Taylor & Francis publishing published this press release Wednesday this week

Strongest evidence yet that Beijing’s policies in Xinjiang meet the criteria for genocide of the Uyghur people

A new study out today provides the most compelling evidence to-date that China is deliberately reducing its population of Uyghurs – a Muslim minority ethnic group – through enforced birth control, forced displacement of citizens and internment in sinister ‘re-education camps’ .

World-leading expert on the topic and lead author of the new paper, Dr Adrian Zenz, suggests this campaign to destroy an ethnic minority population could class as genocide under the 1948 U.N. Genocide Convention.

His findings, published in the peer-reviewed journal Central Asian Survey, also show it could also cost a potential 2.6 to 4.5 million lives by the year 2040.

There are more than 10 million Uyghurs living in Xinjiang, an autonomous territory in northwest China. Predominantly Muslim, they speak a Turkic language and more closely resemble the peoples of Central Asia than they do China’s majority population, the Han Chinese.

In 2018, research by Dr Zenz, Senior Fellow in China Studies at the Victims of Communism Memorial Foundation, uncovered compelling evidence that up to one million Uyghur people were detained in what the Chinese state defines as “re-education” camps.

China initially denied the existence of the camps, before defending them as a necessary measure against terrorism following separatist violence in the Xinjiang region.

However, a series of leaked official documents make clear that many of those detained are accused only of harbouring “strong religious views” and “politically incorrect” ideas.

In 2020, Dr Zenz published a further study revealing that Xinjiang authorities are administering unknown drugs and injections to Uyghur women in detention, forcibly implanting them with intrauterine contraceptive devices (IUDs), coercing women to accept surgical sterilization, and using detention as punishment for birth control violations.

Now in this new study, Dr Zenz provides further evidence of a sustained, organised campaign to reduce population growth amongst Muslim Uyghurs, using birth control as well as other measures.

His findings provide the strongest evidence yet that Beijing’s policies in Xinjiang meet the criteria for genocide, as cited in the U.N. Convention on the Prevention and Punishment of the Crime of Genocide.

In the study, Zenz systematically analyses a trove of publicly available documents in Xinjiang, alongside articles written by prominent academics in the region. Throughout, he finds a common narrative revealing a wish to “optimize” the ethnic population structure in Xinjiang.

This instruction comes right from the top, with the central government in Beijing “attaching great importance to the problem of Xinjiang’s population structure and population security.”

In most cases, the need to ‘optimize’ the Uyghur people is seen as key response to a perceived terrorism threat in the region. Zenz cites prominent academics and public officials in Southern Xinjiang who have publicly argued that to reduce terrorism, changes in the population structure need to be made so that the Uyghur are no longer the dominant ethnic group.

* **DATA BLOCK**:
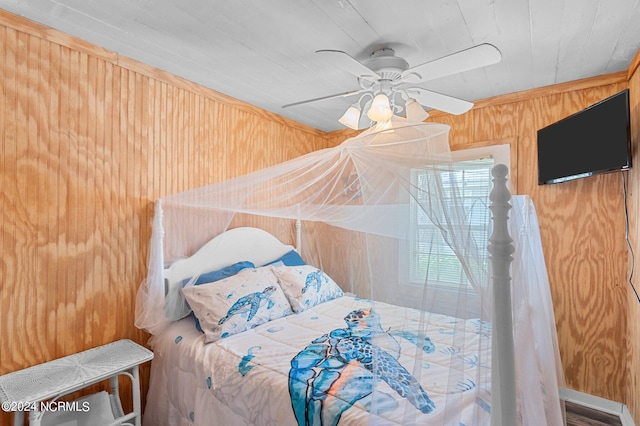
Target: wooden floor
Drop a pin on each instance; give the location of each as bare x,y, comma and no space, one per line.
578,415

* **EXERCISES TO COMPLETE**:
A – From the page on Xinjiang's Uyghur population policies, set down the passage from "China initially denied" to "as other measures." word for word.
B – Resume the article on Beijing's policies toward the Uyghurs, picking up after its final sentence.

* **ANSWERS FOR THIS EXERCISE**:
A –
China initially denied the existence of the camps, before defending them as a necessary measure against terrorism following separatist violence in the Xinjiang region.

However, a series of leaked official documents make clear that many of those detained are accused only of harbouring “strong religious views” and “politically incorrect” ideas.

In 2020, Dr Zenz published a further study revealing that Xinjiang authorities are administering unknown drugs and injections to Uyghur women in detention, forcibly implanting them with intrauterine contraceptive devices (IUDs), coercing women to accept surgical sterilization, and using detention as punishment for birth control violations.

Now in this new study, Dr Zenz provides further evidence of a sustained, organised campaign to reduce population growth amongst Muslim Uyghurs, using birth control as well as other measures.

B –
As well as rhetoric, the study reveals the presence of a state-run scheme to forcibly uproot, assimilate, and reduce the population density of Uyghur people. A string of extremely draconian measures have been introduced by the Chinese government since 2017, ranging from mass internment of Uyghurs for political re-education, to systematic birth prevention, mass sterilisation and forced displacement.

The expressed goal of these measures is to ‘optimize’ southern Xinjiang’s population structure by increasing the number of Han Chinese and decreasing the number of Uyghurs in the region.

As a consequence, natural population growth in Xinjiang has declined dramatically in recent years, with growth rates falling by 84% in the two largest Uyghur prefectures between 2015 and 2018, and declining further in 2019, according to the paper. In comparison, the birth rate in Han majority counties declined by only 19.7 percent.

Zenz argues that in order to ‘optimize’ the ethnic population, Beijing will increase southern Xinjiang’s Han population share to 25 percent. In doing so, he estimates that birth preventation could result in a potential loss of between 2.6 and 4.5 million lives by the year 2040.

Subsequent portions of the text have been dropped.